**TO BE DONE:**
Nothing but the lines from the one containing "Mark one point per instance of the van door" to the end of the data should be returned, each exactly as written.

(Data records)

○ ○ ○ ○ ○ ○ ○

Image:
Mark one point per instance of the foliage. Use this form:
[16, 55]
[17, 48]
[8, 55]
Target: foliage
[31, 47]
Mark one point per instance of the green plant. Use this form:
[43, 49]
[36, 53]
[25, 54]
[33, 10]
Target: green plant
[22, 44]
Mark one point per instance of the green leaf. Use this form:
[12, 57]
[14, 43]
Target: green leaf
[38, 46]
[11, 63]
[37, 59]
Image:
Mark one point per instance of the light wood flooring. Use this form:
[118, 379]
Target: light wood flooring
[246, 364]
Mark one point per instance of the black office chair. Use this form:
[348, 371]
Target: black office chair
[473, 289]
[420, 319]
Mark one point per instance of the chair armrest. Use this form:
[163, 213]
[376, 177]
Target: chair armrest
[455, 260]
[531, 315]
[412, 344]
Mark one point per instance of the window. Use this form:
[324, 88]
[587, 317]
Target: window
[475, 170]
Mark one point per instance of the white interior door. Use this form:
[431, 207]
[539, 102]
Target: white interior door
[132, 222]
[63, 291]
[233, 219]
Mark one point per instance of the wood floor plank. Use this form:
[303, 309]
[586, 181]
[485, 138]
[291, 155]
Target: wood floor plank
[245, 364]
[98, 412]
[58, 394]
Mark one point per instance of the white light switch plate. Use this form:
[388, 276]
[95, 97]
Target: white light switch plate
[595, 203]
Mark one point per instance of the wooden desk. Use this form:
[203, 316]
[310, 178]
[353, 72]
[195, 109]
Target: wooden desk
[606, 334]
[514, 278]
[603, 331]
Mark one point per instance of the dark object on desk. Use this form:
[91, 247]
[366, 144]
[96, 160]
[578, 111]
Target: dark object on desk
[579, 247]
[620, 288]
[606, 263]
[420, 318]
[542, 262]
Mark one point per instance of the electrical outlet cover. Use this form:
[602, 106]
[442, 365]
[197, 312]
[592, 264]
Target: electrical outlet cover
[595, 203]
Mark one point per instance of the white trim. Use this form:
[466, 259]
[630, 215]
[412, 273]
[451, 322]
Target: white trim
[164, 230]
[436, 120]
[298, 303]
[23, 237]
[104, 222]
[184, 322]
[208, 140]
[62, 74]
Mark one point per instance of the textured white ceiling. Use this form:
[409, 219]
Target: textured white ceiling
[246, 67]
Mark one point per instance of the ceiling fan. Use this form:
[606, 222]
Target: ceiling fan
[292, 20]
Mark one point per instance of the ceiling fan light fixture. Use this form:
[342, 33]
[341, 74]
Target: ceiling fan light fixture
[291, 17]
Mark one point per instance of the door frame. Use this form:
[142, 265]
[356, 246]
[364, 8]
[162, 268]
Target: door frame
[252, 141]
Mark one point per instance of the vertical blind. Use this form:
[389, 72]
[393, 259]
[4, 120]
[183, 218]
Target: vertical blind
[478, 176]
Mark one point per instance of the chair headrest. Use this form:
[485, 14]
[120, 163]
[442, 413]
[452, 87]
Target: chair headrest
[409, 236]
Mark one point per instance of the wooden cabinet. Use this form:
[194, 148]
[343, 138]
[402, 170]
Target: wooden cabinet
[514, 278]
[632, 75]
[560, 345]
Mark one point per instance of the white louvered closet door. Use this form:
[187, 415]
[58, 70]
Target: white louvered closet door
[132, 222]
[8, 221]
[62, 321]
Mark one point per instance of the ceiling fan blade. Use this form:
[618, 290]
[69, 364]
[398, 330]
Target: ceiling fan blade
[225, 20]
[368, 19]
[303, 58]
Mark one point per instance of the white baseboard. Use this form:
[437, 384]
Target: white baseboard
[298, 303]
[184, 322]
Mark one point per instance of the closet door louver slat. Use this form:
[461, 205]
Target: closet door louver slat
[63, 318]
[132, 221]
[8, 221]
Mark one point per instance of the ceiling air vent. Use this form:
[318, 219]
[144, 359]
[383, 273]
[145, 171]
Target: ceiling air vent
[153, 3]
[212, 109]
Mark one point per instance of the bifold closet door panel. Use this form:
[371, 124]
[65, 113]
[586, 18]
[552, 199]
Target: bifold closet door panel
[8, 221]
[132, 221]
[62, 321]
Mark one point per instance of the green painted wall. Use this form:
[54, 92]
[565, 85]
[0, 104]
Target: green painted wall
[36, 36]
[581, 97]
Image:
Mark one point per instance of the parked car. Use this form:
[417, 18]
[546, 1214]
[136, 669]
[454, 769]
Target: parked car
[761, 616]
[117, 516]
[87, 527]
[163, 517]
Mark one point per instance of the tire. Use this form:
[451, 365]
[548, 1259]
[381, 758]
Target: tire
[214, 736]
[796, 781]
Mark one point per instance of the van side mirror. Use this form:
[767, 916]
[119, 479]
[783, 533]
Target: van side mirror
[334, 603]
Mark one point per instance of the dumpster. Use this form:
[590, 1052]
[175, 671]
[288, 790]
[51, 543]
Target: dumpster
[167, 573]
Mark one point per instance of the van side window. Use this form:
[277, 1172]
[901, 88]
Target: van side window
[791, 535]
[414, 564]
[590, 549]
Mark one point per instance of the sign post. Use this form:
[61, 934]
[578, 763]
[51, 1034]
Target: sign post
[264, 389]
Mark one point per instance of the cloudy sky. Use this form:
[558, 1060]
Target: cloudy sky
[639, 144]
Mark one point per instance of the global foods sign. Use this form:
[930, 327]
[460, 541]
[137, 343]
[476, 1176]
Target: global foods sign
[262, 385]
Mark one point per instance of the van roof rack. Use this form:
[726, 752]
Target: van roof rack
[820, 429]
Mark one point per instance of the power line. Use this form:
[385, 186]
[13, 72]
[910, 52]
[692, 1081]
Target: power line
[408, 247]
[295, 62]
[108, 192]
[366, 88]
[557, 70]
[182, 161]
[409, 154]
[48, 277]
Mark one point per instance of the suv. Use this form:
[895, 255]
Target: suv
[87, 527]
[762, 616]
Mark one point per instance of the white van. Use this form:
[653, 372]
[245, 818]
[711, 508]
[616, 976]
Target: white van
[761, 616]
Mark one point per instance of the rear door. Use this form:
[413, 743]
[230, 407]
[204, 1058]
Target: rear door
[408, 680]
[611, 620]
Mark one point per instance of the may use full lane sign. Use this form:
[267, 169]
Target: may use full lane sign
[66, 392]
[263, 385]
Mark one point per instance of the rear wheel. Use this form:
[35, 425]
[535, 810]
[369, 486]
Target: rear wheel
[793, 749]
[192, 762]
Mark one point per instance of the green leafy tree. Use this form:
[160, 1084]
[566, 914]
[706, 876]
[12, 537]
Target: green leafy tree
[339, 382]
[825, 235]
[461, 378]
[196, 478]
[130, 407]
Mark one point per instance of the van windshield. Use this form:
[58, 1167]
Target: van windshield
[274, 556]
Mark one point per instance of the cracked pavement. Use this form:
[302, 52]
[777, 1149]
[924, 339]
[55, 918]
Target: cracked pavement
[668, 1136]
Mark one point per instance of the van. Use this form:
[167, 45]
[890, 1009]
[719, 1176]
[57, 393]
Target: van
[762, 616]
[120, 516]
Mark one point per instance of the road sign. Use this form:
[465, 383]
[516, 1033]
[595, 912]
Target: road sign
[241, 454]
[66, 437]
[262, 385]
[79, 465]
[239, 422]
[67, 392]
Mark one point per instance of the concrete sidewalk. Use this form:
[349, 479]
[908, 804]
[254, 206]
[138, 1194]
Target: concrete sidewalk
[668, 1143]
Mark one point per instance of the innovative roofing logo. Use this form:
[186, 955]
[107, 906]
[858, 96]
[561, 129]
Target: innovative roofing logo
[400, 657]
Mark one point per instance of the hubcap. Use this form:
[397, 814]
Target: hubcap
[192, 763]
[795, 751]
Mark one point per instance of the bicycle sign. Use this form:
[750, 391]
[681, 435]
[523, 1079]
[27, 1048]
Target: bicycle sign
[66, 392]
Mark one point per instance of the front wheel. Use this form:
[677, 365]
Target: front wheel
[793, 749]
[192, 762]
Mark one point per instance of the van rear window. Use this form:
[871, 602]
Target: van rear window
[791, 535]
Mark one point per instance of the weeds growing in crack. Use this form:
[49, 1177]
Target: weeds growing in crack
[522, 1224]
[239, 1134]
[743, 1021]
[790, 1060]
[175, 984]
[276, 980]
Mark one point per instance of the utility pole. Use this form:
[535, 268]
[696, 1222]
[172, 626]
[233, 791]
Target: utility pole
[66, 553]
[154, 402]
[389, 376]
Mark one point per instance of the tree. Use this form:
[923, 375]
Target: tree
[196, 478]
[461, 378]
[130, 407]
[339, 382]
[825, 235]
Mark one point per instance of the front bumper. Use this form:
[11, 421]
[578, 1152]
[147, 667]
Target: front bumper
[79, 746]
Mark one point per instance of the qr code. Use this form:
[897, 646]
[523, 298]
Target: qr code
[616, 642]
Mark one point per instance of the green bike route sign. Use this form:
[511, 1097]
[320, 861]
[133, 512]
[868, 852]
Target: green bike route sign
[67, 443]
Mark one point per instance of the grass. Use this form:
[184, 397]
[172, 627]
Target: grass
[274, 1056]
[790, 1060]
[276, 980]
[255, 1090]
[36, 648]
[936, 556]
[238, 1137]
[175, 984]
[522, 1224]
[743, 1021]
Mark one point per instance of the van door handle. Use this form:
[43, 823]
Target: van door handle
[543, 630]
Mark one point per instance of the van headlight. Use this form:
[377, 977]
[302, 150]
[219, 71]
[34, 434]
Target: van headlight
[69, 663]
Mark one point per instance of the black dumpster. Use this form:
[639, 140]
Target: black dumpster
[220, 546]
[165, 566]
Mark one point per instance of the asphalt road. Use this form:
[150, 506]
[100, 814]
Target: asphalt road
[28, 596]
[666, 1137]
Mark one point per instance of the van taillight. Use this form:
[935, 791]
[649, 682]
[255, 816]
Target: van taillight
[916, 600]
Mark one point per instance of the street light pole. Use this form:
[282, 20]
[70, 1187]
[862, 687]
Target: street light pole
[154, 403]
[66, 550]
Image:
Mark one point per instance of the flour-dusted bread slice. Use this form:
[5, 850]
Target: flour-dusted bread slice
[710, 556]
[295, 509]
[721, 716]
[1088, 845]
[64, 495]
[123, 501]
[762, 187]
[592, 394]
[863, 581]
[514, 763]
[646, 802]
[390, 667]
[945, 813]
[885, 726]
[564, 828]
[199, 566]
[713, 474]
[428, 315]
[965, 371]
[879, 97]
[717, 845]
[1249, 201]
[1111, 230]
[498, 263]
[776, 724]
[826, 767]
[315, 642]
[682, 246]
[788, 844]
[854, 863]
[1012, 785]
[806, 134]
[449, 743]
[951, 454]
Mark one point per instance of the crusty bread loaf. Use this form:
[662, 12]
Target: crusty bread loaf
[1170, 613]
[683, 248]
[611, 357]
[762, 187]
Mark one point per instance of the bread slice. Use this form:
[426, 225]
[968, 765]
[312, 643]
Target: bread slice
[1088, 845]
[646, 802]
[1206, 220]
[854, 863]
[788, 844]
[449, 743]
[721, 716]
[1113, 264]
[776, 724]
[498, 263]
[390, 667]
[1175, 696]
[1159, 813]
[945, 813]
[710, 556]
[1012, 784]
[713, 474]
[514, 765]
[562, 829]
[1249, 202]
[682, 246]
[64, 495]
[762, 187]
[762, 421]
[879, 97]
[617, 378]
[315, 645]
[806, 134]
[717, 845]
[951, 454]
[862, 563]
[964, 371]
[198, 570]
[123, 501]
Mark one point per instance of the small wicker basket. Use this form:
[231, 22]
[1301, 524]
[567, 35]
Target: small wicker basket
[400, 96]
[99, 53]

○ ○ ○ ○ ○ ○ ○

**RESULT OF THE EXERCISE:**
Mark one point per instance of the van door handle. Use this form:
[43, 823]
Target: van door handle
[543, 630]
Mark one point per instance of the van headlight. Use this form:
[377, 977]
[302, 150]
[219, 71]
[34, 434]
Target: van headlight
[69, 663]
Mark one point per instance of the black dumpster. Use this form:
[639, 140]
Target: black dumpster
[220, 546]
[165, 566]
Mark one point per instance of the asphalt road. Use this form:
[150, 506]
[100, 814]
Target: asphalt road
[28, 596]
[666, 1137]
Mark one point per instance of the van taillight. Use this form:
[935, 791]
[649, 682]
[255, 816]
Target: van taillight
[916, 600]
Mark one point per instance of the street light pole. Use this form:
[282, 20]
[70, 1187]
[862, 687]
Target: street light pole
[154, 403]
[66, 550]
Image:
Mark one point per instance of the flour-dusted bread slice. Use this form:
[5, 850]
Target: flour-dusted bread slice
[710, 556]
[295, 509]
[721, 716]
[1088, 845]
[64, 495]
[123, 501]
[762, 187]
[592, 394]
[863, 581]
[514, 763]
[646, 802]
[390, 667]
[945, 813]
[885, 726]
[564, 828]
[199, 566]
[713, 474]
[428, 315]
[965, 371]
[879, 97]
[717, 845]
[1249, 201]
[1111, 230]
[498, 263]
[776, 724]
[826, 767]
[315, 642]
[682, 246]
[788, 844]
[854, 863]
[1012, 785]
[806, 134]
[449, 743]
[951, 454]
Mark one point per instance of the crusty bread loaf. Use this form:
[662, 12]
Target: crusty bread loaf
[1170, 613]
[683, 248]
[611, 357]
[762, 187]
Mark one point per instance of the bread slice. Use this form:
[426, 225]
[968, 765]
[312, 643]
Target: bread slice
[1088, 845]
[646, 802]
[1206, 220]
[854, 863]
[788, 844]
[449, 743]
[721, 716]
[1113, 264]
[776, 724]
[498, 263]
[390, 667]
[1175, 696]
[1159, 813]
[945, 813]
[710, 556]
[1012, 784]
[713, 474]
[514, 765]
[562, 829]
[1249, 202]
[682, 246]
[64, 495]
[762, 187]
[762, 421]
[879, 97]
[617, 378]
[315, 645]
[806, 134]
[717, 845]
[951, 454]
[862, 563]
[964, 371]
[198, 570]
[123, 501]
Mark one point per instance of the small wicker basket. Use this form:
[231, 22]
[1301, 524]
[567, 35]
Target: small wicker basket
[400, 96]
[99, 53]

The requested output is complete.